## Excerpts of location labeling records
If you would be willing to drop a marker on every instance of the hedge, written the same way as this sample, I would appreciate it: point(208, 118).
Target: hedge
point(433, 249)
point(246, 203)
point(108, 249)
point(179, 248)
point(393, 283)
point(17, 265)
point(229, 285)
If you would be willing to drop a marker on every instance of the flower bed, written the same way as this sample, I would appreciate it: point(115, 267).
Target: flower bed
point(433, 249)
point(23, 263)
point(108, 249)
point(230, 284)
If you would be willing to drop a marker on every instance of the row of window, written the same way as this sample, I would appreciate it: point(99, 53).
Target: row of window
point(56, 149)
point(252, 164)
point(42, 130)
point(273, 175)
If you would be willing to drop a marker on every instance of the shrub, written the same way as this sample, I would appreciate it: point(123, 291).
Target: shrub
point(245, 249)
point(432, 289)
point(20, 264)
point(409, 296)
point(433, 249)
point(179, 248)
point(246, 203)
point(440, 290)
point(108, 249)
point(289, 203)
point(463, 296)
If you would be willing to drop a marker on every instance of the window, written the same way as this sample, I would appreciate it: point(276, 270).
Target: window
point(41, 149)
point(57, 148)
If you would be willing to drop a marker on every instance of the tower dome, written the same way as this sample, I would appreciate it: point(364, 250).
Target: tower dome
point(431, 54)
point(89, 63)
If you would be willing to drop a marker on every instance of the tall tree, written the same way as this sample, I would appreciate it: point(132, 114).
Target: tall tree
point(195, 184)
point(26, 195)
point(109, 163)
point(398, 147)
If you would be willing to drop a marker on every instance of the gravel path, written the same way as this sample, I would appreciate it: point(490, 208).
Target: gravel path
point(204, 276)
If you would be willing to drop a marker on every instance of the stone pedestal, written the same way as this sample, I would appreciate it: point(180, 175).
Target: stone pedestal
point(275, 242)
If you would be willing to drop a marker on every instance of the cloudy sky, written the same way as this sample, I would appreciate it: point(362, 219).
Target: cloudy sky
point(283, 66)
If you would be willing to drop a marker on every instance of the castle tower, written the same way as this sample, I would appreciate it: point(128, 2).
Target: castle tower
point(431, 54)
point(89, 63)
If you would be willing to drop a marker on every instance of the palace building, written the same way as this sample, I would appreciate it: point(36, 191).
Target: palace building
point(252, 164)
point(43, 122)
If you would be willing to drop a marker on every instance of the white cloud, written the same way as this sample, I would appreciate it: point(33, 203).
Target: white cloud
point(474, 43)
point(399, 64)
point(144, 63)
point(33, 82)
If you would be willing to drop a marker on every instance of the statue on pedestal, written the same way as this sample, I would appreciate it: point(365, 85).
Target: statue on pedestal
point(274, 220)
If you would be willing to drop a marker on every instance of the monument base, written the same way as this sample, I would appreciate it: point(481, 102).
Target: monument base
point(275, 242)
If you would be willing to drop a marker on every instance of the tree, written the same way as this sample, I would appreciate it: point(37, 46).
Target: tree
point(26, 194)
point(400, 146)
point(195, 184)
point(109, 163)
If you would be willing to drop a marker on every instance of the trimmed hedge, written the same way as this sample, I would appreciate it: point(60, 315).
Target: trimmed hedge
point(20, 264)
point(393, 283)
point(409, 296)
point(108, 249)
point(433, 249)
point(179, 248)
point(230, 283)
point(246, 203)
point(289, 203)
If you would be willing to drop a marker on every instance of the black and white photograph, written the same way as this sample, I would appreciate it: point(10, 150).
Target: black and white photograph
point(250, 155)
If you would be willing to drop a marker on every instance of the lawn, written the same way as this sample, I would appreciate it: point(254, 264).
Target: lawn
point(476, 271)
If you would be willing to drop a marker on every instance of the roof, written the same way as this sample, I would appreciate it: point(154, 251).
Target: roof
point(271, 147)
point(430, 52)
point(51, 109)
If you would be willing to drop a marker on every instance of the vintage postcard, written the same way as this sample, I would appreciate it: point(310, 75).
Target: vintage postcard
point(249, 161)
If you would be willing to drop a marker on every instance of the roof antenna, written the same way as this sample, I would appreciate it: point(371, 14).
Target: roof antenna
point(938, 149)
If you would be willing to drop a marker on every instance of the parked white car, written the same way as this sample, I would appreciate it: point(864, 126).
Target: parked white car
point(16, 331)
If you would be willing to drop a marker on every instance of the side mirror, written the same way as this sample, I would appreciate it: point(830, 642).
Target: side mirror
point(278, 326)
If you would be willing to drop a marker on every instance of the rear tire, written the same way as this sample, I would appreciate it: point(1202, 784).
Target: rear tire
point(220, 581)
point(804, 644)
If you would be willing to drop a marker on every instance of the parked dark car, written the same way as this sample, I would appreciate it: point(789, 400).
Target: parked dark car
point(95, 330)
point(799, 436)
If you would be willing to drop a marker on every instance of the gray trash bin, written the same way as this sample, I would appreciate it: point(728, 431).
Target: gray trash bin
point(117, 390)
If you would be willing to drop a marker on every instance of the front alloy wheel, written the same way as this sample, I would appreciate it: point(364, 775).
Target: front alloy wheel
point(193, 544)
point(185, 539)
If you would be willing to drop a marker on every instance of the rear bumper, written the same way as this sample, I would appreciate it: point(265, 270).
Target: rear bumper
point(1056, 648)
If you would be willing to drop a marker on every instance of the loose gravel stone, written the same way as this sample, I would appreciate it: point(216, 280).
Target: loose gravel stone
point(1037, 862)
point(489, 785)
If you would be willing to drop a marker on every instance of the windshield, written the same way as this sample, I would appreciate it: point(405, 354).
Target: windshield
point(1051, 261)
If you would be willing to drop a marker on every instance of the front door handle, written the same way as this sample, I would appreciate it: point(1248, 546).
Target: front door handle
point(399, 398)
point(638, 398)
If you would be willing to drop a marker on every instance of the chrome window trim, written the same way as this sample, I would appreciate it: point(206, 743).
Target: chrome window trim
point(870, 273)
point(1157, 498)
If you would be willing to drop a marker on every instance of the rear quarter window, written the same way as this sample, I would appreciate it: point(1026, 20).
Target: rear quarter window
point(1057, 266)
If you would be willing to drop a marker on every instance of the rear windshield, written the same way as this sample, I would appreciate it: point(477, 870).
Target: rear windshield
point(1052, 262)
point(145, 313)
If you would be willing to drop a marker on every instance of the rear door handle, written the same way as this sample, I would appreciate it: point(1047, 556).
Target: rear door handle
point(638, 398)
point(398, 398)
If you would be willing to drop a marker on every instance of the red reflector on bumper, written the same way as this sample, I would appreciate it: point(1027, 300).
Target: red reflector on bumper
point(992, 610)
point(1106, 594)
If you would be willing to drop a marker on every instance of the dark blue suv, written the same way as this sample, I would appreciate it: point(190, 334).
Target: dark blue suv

## Short exercise
Reproduce verbatim the lines of the records starting at the one that contains "it: point(1027, 300)." and ending at the one that contains "point(1106, 594)", with both of those lines included.

## Solution to this task
If you would be willing to drop a marker on every instance of the red reflector on bumper, written the same way as this sample, I would appreciate it: point(1027, 300).
Target: red reflector on bumper
point(992, 610)
point(1106, 594)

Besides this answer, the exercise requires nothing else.